However, networking can also be more formal, as in the case of interfirm alliances in which two or more partners cooperate to perform business activities that could include joint manufacturing or sales agreements (BarNir and Smith, 2002). SMEs can seek to cooperate in such discrete groups of firms to achieve benefits that would not be available to them independently (Sherer, 2003). Network ties with customers, suppliers and competitors provide access to advice, resources and problem-solving skills that enable firms to identify and seize opportunities, as well as to gather, share and respond to market intelligence more quickly and with less investment of time and other resources (Boso et al., 2013). These networks are thus beneficial to SMEs through information and cost sharing, technology transfers, improved abilities to outmatch stronger competitors, and access to new markets and resources (BarNir and Smith, 2002).

To gain a competitive advantage, it is important to combine network resources with the SME’s internal resources and capabilities (Liu and Yang, 2019). Hence, networking is not merely a means to obtain resources but a mode of being entrepreneurial (Anderson et al., 2010). For example, interfirm networking with other strategic SME network partners is positively related to the entrepreneurial behaviour of the firm, i.e. risk taking, proactiveness and innovativeness (Wincent and Westerberg, 2005). Entrepreneurial orientation, in turn, has been found to enhance SME participation in public procurement (Reijonen et al., 2016).

■ ■ ■ ■

- **STATED GOAL A**
Reproduce word for word the part of the passage on SME networking that begins at the words "To gain a competitive" and stops after the words "et al., 2016).".
- **STATED GOAL B**
List every distinct source cited in the passage on SME networking, giving each author citation with its year only once.

■ ■ ■ ■

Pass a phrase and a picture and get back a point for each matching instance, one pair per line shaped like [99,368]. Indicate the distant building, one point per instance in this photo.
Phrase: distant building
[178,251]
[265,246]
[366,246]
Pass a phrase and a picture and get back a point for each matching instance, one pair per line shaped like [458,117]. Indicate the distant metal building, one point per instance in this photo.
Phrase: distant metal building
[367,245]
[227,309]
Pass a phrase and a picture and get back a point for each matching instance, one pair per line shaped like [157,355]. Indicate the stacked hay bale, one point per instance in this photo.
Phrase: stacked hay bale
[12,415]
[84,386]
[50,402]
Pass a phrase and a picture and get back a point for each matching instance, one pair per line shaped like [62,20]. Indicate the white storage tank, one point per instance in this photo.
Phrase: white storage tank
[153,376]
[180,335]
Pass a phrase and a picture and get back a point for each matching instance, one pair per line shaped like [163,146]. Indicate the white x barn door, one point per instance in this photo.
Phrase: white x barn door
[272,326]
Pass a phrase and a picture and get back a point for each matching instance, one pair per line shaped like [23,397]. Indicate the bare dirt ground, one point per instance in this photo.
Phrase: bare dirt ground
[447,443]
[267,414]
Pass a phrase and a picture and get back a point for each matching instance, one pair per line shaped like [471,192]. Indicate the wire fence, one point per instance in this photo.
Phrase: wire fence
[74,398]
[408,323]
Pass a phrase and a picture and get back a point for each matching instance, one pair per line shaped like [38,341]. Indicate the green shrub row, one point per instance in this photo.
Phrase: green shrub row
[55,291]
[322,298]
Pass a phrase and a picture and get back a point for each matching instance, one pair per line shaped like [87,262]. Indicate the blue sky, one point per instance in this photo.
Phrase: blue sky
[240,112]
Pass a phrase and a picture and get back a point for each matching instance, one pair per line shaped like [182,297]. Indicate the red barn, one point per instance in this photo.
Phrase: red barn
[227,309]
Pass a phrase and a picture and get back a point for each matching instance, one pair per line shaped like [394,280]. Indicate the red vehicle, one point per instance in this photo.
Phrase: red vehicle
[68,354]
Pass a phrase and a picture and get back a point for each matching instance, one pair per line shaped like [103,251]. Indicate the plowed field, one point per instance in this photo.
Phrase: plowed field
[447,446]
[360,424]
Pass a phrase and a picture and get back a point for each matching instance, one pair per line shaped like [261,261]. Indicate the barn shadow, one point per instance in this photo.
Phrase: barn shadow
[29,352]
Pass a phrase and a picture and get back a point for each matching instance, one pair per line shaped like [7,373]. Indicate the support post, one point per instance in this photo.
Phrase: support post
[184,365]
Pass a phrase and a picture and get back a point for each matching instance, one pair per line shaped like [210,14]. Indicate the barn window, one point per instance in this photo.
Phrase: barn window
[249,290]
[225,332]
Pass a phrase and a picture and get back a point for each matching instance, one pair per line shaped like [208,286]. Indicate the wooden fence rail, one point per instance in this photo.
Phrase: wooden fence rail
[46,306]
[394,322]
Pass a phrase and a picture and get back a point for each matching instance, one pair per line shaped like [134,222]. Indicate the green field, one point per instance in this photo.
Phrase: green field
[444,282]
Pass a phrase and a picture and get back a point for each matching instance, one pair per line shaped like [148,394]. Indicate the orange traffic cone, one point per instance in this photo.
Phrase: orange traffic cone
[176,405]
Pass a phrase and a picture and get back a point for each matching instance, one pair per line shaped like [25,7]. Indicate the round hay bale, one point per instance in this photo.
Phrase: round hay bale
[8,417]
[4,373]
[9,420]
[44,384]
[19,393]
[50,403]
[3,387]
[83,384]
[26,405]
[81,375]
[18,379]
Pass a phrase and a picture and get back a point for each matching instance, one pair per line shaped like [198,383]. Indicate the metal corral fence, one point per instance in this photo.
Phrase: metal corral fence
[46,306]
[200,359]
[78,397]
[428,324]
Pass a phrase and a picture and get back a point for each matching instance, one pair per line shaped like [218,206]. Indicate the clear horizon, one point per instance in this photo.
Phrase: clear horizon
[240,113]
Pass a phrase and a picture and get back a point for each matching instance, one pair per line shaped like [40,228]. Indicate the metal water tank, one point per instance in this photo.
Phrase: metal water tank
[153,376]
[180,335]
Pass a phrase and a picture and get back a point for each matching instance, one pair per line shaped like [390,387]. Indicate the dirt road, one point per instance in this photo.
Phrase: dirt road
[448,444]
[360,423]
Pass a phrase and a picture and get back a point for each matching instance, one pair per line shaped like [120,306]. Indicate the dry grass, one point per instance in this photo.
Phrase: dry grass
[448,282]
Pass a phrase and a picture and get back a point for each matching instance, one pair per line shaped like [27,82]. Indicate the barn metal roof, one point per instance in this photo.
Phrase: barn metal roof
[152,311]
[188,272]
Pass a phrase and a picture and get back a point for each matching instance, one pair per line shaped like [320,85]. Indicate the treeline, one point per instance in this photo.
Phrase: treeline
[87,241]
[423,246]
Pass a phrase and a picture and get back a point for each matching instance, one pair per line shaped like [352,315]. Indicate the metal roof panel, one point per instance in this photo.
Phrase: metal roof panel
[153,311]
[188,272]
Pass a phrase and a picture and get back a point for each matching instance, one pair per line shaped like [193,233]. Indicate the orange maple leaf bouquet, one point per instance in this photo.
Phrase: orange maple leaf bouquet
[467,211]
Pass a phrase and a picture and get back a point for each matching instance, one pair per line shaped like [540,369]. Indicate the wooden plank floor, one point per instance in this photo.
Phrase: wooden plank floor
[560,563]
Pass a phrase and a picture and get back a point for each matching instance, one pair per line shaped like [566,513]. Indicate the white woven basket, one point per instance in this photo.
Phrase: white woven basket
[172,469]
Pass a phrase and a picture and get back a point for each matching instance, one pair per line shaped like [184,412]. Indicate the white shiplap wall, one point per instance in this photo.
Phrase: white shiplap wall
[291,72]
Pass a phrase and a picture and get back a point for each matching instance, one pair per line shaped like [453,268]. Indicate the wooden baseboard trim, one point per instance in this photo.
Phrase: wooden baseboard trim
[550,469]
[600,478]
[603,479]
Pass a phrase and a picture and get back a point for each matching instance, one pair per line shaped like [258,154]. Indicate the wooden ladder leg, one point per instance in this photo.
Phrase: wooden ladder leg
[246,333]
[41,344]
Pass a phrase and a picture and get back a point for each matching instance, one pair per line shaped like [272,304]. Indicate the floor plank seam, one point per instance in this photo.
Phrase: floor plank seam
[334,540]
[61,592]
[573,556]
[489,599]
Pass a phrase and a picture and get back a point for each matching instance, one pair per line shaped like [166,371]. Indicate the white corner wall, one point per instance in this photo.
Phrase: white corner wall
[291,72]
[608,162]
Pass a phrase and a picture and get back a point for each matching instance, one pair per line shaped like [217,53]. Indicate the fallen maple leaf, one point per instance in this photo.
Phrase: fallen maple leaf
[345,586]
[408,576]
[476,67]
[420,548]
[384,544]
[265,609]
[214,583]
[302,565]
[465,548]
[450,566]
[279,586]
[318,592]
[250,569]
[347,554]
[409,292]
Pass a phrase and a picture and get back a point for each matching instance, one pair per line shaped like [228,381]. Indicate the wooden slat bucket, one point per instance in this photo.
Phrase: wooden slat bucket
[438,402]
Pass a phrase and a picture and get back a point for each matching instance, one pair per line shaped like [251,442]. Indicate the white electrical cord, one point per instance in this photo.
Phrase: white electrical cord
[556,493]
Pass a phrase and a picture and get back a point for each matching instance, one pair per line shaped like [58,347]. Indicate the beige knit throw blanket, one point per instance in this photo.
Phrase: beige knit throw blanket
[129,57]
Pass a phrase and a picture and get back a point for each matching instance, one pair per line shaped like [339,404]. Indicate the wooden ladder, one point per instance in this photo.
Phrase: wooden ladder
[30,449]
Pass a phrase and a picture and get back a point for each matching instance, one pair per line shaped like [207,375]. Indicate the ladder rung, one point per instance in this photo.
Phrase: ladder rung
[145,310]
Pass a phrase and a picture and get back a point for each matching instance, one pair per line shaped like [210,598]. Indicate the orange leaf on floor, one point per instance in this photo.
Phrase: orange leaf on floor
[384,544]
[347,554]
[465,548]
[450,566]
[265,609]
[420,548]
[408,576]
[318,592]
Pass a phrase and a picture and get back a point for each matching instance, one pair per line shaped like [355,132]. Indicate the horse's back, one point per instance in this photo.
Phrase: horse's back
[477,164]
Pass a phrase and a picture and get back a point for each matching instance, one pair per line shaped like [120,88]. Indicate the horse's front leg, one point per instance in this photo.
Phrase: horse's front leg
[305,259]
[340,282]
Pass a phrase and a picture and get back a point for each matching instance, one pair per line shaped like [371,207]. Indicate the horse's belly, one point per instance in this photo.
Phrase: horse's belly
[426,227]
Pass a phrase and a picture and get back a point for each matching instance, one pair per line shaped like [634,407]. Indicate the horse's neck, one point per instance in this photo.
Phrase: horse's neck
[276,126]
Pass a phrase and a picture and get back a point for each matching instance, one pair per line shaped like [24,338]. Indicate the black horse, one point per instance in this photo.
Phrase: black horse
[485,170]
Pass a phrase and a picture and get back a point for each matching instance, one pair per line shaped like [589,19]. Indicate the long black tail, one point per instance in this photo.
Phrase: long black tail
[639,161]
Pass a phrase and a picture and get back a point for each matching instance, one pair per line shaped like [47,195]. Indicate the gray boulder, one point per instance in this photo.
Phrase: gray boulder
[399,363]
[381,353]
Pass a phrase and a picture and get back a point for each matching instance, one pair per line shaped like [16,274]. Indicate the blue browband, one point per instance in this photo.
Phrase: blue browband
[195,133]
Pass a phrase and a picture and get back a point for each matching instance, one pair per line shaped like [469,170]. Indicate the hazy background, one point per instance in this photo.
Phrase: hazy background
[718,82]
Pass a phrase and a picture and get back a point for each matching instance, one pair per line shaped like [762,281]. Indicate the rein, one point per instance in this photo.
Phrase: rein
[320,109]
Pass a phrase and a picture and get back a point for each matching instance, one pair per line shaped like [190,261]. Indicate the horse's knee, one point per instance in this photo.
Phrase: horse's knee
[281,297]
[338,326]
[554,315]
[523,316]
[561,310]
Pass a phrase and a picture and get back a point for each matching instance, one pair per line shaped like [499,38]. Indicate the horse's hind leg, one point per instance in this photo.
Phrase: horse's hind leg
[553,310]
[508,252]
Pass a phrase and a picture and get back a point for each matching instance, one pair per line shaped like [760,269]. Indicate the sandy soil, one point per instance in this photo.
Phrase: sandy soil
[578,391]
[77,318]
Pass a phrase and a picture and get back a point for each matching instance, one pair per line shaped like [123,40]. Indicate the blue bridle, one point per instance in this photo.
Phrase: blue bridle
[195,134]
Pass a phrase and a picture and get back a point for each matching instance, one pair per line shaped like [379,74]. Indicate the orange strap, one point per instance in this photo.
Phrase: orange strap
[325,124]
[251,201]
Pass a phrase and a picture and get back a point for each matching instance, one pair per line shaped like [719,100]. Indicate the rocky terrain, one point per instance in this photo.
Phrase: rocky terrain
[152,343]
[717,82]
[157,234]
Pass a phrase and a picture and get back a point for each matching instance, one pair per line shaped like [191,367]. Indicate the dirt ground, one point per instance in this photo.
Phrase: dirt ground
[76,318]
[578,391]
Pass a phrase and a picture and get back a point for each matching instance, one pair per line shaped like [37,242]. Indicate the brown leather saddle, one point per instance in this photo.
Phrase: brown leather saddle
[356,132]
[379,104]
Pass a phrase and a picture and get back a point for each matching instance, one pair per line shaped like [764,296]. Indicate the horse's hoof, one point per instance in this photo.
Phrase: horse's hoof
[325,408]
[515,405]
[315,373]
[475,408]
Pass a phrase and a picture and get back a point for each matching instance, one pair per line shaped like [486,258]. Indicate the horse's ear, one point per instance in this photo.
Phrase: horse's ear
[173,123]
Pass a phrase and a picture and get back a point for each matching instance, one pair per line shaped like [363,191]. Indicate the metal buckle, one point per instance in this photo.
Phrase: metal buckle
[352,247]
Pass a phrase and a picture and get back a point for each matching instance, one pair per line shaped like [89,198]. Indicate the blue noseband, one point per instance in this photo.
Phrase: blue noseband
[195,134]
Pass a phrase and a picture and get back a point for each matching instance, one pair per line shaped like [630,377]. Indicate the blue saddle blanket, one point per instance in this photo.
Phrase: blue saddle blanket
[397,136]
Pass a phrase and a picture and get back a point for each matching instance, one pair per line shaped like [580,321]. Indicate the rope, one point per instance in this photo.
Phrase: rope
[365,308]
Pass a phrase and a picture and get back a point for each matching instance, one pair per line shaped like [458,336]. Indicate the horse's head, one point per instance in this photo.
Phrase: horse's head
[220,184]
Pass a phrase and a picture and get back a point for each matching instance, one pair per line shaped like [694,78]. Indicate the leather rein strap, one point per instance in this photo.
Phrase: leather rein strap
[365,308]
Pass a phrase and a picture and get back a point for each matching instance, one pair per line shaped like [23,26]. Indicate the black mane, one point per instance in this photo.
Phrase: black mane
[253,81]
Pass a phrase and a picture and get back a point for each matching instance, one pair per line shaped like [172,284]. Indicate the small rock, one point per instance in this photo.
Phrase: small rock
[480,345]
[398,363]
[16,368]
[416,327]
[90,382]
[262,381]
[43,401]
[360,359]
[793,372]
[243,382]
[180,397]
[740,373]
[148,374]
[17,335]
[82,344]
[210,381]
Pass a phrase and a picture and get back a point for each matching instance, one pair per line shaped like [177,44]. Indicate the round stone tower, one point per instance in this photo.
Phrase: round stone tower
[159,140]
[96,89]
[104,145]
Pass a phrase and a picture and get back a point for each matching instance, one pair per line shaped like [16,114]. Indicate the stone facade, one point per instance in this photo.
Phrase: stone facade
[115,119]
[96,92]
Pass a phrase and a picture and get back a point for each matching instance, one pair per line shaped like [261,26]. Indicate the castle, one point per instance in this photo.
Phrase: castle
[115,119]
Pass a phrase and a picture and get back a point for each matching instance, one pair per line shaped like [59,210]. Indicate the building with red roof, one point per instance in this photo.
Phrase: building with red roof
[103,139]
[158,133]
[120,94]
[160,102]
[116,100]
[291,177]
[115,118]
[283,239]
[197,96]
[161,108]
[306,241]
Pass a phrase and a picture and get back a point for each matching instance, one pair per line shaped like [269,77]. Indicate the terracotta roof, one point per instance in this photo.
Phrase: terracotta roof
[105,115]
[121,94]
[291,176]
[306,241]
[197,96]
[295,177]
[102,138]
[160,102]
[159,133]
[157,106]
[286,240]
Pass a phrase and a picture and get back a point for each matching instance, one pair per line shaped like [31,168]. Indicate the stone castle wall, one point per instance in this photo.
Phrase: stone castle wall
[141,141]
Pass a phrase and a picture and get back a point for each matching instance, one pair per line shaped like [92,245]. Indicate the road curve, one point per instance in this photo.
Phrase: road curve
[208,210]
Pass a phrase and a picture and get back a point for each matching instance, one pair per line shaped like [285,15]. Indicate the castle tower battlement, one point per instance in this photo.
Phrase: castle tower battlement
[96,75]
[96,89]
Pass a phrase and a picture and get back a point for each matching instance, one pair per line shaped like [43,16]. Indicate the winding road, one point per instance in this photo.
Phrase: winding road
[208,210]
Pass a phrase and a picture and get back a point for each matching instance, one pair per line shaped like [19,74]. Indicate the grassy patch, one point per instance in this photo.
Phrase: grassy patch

■ ■ ■ ■

- **WORKED ANSWER A**
To gain a competitive advantage, it is important to combine network resources with the SME’s internal resources and capabilities (Liu and Yang, 2019). Hence, networking is not merely a means to obtain resources but a mode of being entrepreneurial (Anderson et al., 2010). For example, interfirm networking with other strategic SME network partners is positively related to the entrepreneurial behaviour of the firm, i.e. risk taking, proactiveness and innovativeness (Wincent and Westerberg, 2005). Entrepreneurial orientation, in turn, has been found to enhance SME participation in public procurement (Reijonen et al., 2016).

- **WORKED ANSWER B**
BarNir and Smith, 2002
Sherer, 2003
Boso et al., 2013
Liu and Yang, 2019
Anderson et al., 2010
Wincent and Westerberg, 2005
Reijonen et al., 2016